* Records to use *

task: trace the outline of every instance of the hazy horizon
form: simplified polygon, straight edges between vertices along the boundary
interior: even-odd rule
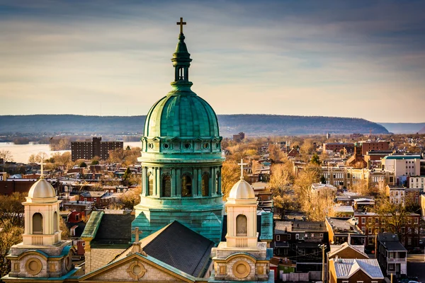
[[[366,0],[0,0],[0,115],[146,115],[171,90],[183,17],[192,89],[219,115],[424,122],[424,10]]]
[[[87,116],[87,117],[138,117],[138,116],[146,116],[146,114],[142,115],[82,115],[82,114],[73,114],[73,113],[51,113],[51,114],[42,114],[42,113],[34,113],[34,114],[6,114],[1,115],[0,116],[30,116],[30,115],[78,115],[78,116]],[[327,117],[332,118],[353,118],[353,119],[364,119],[361,117],[344,117],[344,116],[323,116],[323,115],[290,115],[287,114],[268,114],[268,113],[216,113],[218,115],[279,115],[279,116],[302,116],[302,117]],[[367,119],[364,119],[367,120]],[[393,124],[424,124],[424,122],[386,122],[386,121],[371,121],[375,123],[393,123]]]

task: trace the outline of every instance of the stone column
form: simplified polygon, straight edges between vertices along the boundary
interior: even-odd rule
[[[155,185],[154,187],[154,195],[157,197],[159,197],[160,195],[160,189],[161,189],[161,171],[158,167],[155,167]]]
[[[198,197],[199,195],[199,177],[198,176],[198,168],[193,168],[193,175],[192,180],[192,195],[193,197]]]
[[[202,196],[202,168],[198,168],[198,195]]]
[[[181,169],[177,168],[176,169],[176,178],[177,182],[176,182],[176,196],[181,197]]]
[[[171,197],[175,197],[177,193],[176,184],[177,179],[176,178],[176,169],[171,168]]]

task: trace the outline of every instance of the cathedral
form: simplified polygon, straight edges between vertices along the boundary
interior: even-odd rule
[[[274,282],[273,215],[257,211],[242,162],[223,202],[222,138],[213,109],[191,90],[186,23],[177,24],[172,89],[149,110],[141,139],[135,213],[92,212],[81,235],[85,262],[74,266],[75,248],[61,238],[60,200],[42,177],[23,203],[23,242],[11,248],[4,282]]]

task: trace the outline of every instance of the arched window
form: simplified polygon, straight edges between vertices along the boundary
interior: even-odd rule
[[[42,215],[38,212],[33,215],[33,233],[42,233]]]
[[[162,196],[165,197],[171,196],[171,178],[169,175],[162,177]]]
[[[148,177],[149,180],[149,195],[154,195],[154,176],[152,174],[149,174]]]
[[[217,172],[215,175],[215,192],[217,195],[221,194],[221,188],[220,187],[220,173]]]
[[[53,214],[53,232],[57,232],[57,212]]]
[[[210,176],[204,174],[202,176],[202,196],[208,197],[210,195]]]
[[[246,216],[244,214],[239,214],[236,217],[236,236],[247,236],[247,223]]]
[[[192,178],[187,175],[183,175],[181,178],[181,196],[192,196]]]

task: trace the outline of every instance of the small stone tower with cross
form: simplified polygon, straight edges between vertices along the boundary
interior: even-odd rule
[[[214,275],[210,282],[222,281],[268,281],[270,257],[267,243],[258,241],[257,198],[252,187],[241,179],[232,187],[226,202],[227,234],[226,242],[212,248]]]
[[[74,268],[75,250],[70,241],[61,239],[60,202],[52,185],[44,179],[42,169],[40,179],[33,185],[23,203],[23,242],[12,246],[7,256],[12,267],[8,277],[60,277]]]

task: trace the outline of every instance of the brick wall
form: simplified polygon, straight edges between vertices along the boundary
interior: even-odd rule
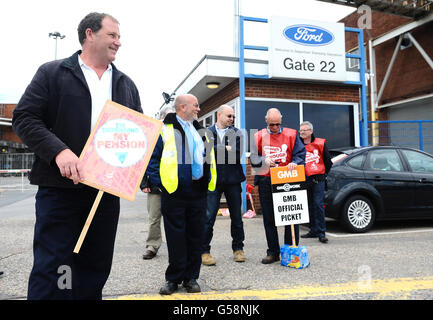
[[[245,95],[249,98],[359,102],[359,88],[356,86],[278,80],[247,79],[245,81]],[[239,81],[236,79],[208,100],[200,102],[199,117],[237,97],[239,97]],[[254,176],[249,163],[246,170],[247,183],[254,185]],[[255,210],[260,213],[258,187],[254,188],[252,197]],[[248,209],[252,209],[249,199],[247,199],[247,206]]]
[[[346,27],[357,28],[357,21],[360,14],[354,12],[340,22],[344,22]],[[365,43],[370,39],[374,39],[385,33],[394,30],[402,25],[412,22],[413,20],[406,17],[400,17],[392,14],[372,11],[372,29],[367,33],[364,30]],[[433,57],[433,22],[424,24],[411,31],[412,36],[423,47],[426,53]],[[386,70],[393,55],[398,38],[391,39],[375,47],[376,54],[376,81],[377,91],[379,92]],[[346,51],[349,51],[358,46],[356,35],[354,33],[346,33]],[[368,64],[368,50],[367,67]],[[368,90],[369,93],[369,90]],[[409,47],[398,52],[394,67],[386,84],[379,105],[387,104],[395,101],[405,100],[417,96],[433,93],[433,70],[422,58],[415,46]],[[368,98],[368,104],[370,99]],[[370,107],[368,108],[370,110]],[[379,120],[387,120],[387,110],[379,110]]]

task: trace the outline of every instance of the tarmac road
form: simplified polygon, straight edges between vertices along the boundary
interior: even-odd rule
[[[18,192],[18,191],[17,191]],[[200,294],[184,289],[170,297],[158,294],[165,282],[165,242],[152,260],[143,260],[147,235],[146,195],[121,200],[114,261],[104,299],[146,300],[432,300],[433,222],[378,224],[367,234],[347,234],[328,221],[328,244],[301,239],[311,265],[292,269],[263,265],[266,241],[261,216],[244,219],[246,262],[233,261],[230,219],[219,216],[212,241],[216,266],[203,266]],[[0,193],[0,300],[26,299],[32,267],[34,191]],[[283,228],[279,228],[280,241]],[[301,226],[301,234],[307,232]],[[165,238],[164,238],[165,239]]]

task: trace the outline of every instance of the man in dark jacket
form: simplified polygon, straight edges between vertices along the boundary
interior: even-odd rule
[[[243,251],[245,234],[241,213],[241,182],[245,181],[245,174],[241,164],[243,139],[241,131],[233,126],[234,120],[235,112],[233,108],[222,105],[217,110],[217,122],[209,127],[213,134],[218,179],[215,191],[209,191],[207,195],[207,211],[202,245],[202,263],[207,266],[216,264],[216,259],[210,254],[210,243],[223,192],[230,212],[234,260],[236,262],[245,261]]]
[[[200,292],[201,240],[206,216],[206,194],[216,184],[213,145],[197,122],[197,98],[179,95],[176,113],[164,119],[147,167],[150,182],[162,189],[161,213],[168,248],[165,285],[160,294],[172,294],[183,283],[187,292]]]
[[[15,132],[35,153],[30,183],[39,186],[28,299],[102,298],[119,198],[104,193],[80,253],[73,254],[98,192],[78,184],[78,156],[107,99],[142,112],[134,83],[112,64],[121,45],[117,20],[90,13],[78,36],[82,51],[42,65],[12,119]]]
[[[173,113],[173,107],[165,107],[161,110],[159,119],[164,120],[168,113]],[[161,189],[153,186],[149,181],[147,172],[144,174],[141,181],[140,189],[147,193],[147,213],[149,216],[149,231],[146,239],[146,252],[143,254],[143,259],[153,259],[162,243],[161,235]]]

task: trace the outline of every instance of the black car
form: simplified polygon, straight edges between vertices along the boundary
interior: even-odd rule
[[[377,220],[433,219],[433,156],[395,146],[330,150],[325,215],[350,232]]]

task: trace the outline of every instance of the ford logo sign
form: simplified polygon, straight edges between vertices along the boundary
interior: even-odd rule
[[[324,46],[334,41],[334,35],[324,28],[298,24],[284,29],[284,36],[304,46]]]

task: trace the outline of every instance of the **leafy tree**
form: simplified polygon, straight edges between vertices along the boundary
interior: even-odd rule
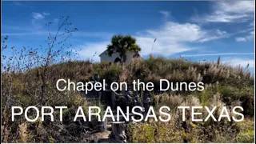
[[[130,35],[114,35],[111,39],[111,44],[107,46],[109,56],[115,52],[119,53],[122,62],[126,61],[126,51],[141,51],[141,48],[136,44],[136,38]]]

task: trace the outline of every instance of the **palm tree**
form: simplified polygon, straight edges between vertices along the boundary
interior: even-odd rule
[[[114,35],[111,44],[107,46],[107,52],[110,57],[115,52],[119,53],[121,62],[126,61],[126,51],[141,51],[141,48],[136,44],[136,38],[130,35]]]

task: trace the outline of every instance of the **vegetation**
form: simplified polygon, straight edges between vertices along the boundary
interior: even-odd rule
[[[107,46],[109,56],[114,53],[119,54],[122,62],[126,61],[126,51],[140,51],[141,48],[136,44],[136,39],[130,35],[114,35],[111,39],[111,44]]]
[[[69,26],[67,20],[68,18],[63,18],[64,24],[59,25],[62,26],[59,32],[62,32],[62,28]],[[67,30],[64,34],[72,32]],[[81,122],[73,122],[73,118],[78,106],[82,106],[86,114],[86,107],[94,103],[83,98],[78,91],[58,91],[56,82],[59,78],[87,82],[95,74],[99,74],[100,81],[106,79],[106,82],[117,80],[130,83],[134,79],[153,82],[156,90],[151,95],[152,105],[156,109],[161,106],[171,108],[172,119],[170,122],[150,121],[130,124],[127,131],[130,142],[254,142],[254,78],[247,67],[226,66],[222,64],[220,58],[217,62],[198,62],[151,56],[145,60],[134,59],[127,65],[71,61],[70,58],[74,57],[71,54],[75,53],[62,51],[65,50],[62,45],[56,47],[54,43],[58,44],[55,42],[56,38],[62,35],[58,33],[55,35],[50,38],[50,45],[45,48],[46,54],[40,56],[36,49],[24,48],[17,51],[10,48],[6,44],[8,38],[2,38],[2,50],[14,52],[11,57],[2,56],[2,62],[5,62],[2,63],[3,70],[1,73],[2,142],[90,142],[88,126],[81,125]],[[64,38],[64,43],[66,38]],[[114,38],[110,46],[112,48],[109,48],[110,50],[117,48],[114,46],[119,36]],[[130,48],[134,46],[135,42],[132,40],[130,43]],[[70,45],[65,43],[64,46]],[[122,43],[122,46],[124,44]],[[119,48],[122,53],[121,50],[124,47]],[[124,58],[122,54],[120,57]],[[205,90],[159,94],[157,90],[160,78],[174,82],[203,82]],[[54,122],[50,122],[50,118],[42,122],[40,118],[34,122],[28,122],[22,116],[16,117],[15,121],[11,122],[12,106],[23,108],[36,106],[39,109],[42,106],[66,106],[68,109],[63,111],[63,122],[59,121],[58,110],[54,112]],[[192,122],[187,117],[186,122],[182,122],[179,117],[180,111],[177,110],[178,106],[216,106],[218,110],[223,106],[229,108],[242,106],[245,110],[242,112],[245,120],[242,122],[225,120],[220,122]],[[218,116],[219,110],[214,114]],[[31,118],[34,115],[34,111],[29,114]]]

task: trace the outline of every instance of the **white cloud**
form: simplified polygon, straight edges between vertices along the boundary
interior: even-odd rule
[[[235,40],[237,42],[248,42],[254,39],[254,31],[250,31],[250,34],[246,37],[237,37]]]
[[[148,55],[152,52],[153,54],[164,57],[198,49],[198,47],[189,46],[188,43],[205,42],[225,38],[227,35],[226,31],[220,30],[215,31],[206,30],[196,24],[178,23],[174,22],[166,22],[159,29],[146,30],[136,34],[134,37],[137,39],[137,43],[142,48],[142,55]],[[97,34],[95,34],[97,35]],[[91,36],[91,34],[90,35]],[[111,36],[113,34],[111,34]],[[81,54],[82,58],[91,58],[95,52],[98,52],[98,55],[101,52],[104,51],[106,45],[110,42],[110,35],[109,36],[110,37],[106,38],[108,39],[108,41],[89,43],[87,46],[78,46],[82,49]],[[155,38],[157,38],[157,40],[154,43]],[[154,47],[152,50],[153,44]],[[97,58],[95,58],[96,61],[99,60],[98,55]]]
[[[222,30],[217,30],[216,32],[217,32],[217,34],[218,34],[218,35],[226,34],[226,31],[222,31]]]
[[[250,68],[254,67],[254,60],[249,59],[247,58],[223,58],[221,59],[222,60],[222,63],[233,66],[238,66],[240,65],[245,68],[249,63]]]
[[[235,40],[237,42],[246,42],[246,38],[243,38],[243,37],[238,37],[238,38],[235,38]]]
[[[214,53],[199,54],[184,54],[182,57],[220,56],[220,55],[253,55],[254,53]]]
[[[20,2],[13,2],[13,4],[17,6],[22,6],[22,4]]]
[[[166,18],[170,17],[170,12],[169,11],[161,10],[161,11],[159,11],[159,13],[161,13]]]
[[[50,14],[46,12],[42,12],[42,14],[47,16],[47,15],[50,15]]]
[[[197,22],[242,22],[254,18],[254,1],[214,2],[213,12],[194,15]]]
[[[32,13],[32,16],[34,19],[43,19],[45,18],[45,16],[43,16],[42,14],[40,13],[35,13],[35,12],[33,12]]]

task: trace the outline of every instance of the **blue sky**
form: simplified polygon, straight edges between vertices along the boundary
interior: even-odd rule
[[[254,65],[254,2],[2,2],[2,35],[8,44],[46,45],[45,23],[62,16],[78,29],[68,41],[81,59],[100,54],[113,34],[131,34],[142,47],[166,58]],[[52,30],[57,27],[53,26]],[[6,53],[8,53],[6,52]]]

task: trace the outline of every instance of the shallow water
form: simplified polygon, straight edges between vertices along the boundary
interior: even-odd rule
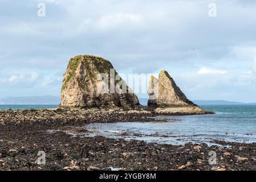
[[[256,142],[256,106],[201,106],[214,115],[159,116],[167,122],[94,123],[84,126],[84,136],[101,135],[173,144],[188,142],[214,144],[227,142]]]
[[[58,107],[58,105],[0,105],[0,110],[9,109],[12,110],[54,109]]]

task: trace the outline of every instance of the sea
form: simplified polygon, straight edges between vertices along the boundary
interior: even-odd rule
[[[57,105],[0,105],[0,109],[55,108]],[[215,114],[158,116],[162,122],[92,123],[83,126],[83,136],[101,135],[172,144],[206,143],[214,140],[256,142],[256,105],[201,105]],[[68,131],[74,136],[76,133]]]

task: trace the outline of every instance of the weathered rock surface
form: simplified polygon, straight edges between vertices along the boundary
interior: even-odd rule
[[[109,123],[113,122],[150,122],[152,116],[144,109],[115,109],[90,108],[90,109],[25,109],[19,110],[0,110],[0,126],[3,125],[22,123],[55,123],[66,125]]]
[[[159,114],[186,115],[213,114],[202,110],[189,100],[165,71],[159,74],[159,79],[152,76],[148,89],[148,105]]]
[[[60,106],[109,108],[140,105],[136,94],[113,69],[108,60],[101,57],[81,55],[71,58],[64,76]],[[117,78],[119,79],[116,81]]]

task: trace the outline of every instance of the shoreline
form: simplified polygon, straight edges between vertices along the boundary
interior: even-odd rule
[[[15,119],[20,112],[25,117],[31,117],[30,112],[39,112],[43,116],[32,122],[26,121],[25,117],[23,121],[6,121],[0,125],[1,170],[109,170],[110,167],[128,171],[256,170],[256,143],[216,140],[215,143],[230,147],[191,143],[172,145],[100,136],[74,137],[62,131],[68,127],[95,122],[163,122],[151,118],[151,113],[83,111],[82,119],[78,117],[81,111],[69,110],[65,112],[66,121],[61,117],[63,110],[58,109],[9,111],[5,114],[9,113],[9,119]],[[51,117],[54,113],[55,117]],[[0,116],[2,118],[1,111]],[[47,132],[51,130],[57,131]],[[45,165],[36,163],[38,152],[42,151],[46,153]],[[215,165],[208,162],[212,151],[216,152]]]
[[[256,169],[256,143],[218,141],[230,148],[208,146],[205,143],[172,145],[100,136],[74,137],[61,131],[47,132],[66,127],[53,123],[0,126],[0,169],[105,171],[110,167],[128,171]],[[45,165],[36,163],[40,151],[46,153]],[[216,152],[217,164],[209,163],[211,151]]]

* Brief *
Rewrite the listing from the line with "task: trace the outline of every instance of the stone" to the line with "[[[202,196],[202,168],[198,168],[198,195]]]", replacing "stone column" with "pillar" and leaving everything else unchanged.

* Full answer *
task: trace the outline of every instance of the pillar
form: simplified polygon, straight edges between vertices along the boundary
interior: even-odd rule
[[[155,185],[154,187],[154,195],[157,197],[159,197],[160,195],[160,189],[161,189],[161,171],[158,167],[155,167]]]
[[[198,197],[199,195],[199,177],[198,176],[198,168],[193,168],[193,175],[192,180],[192,195],[193,197]]]
[[[202,196],[202,168],[198,168],[198,195]]]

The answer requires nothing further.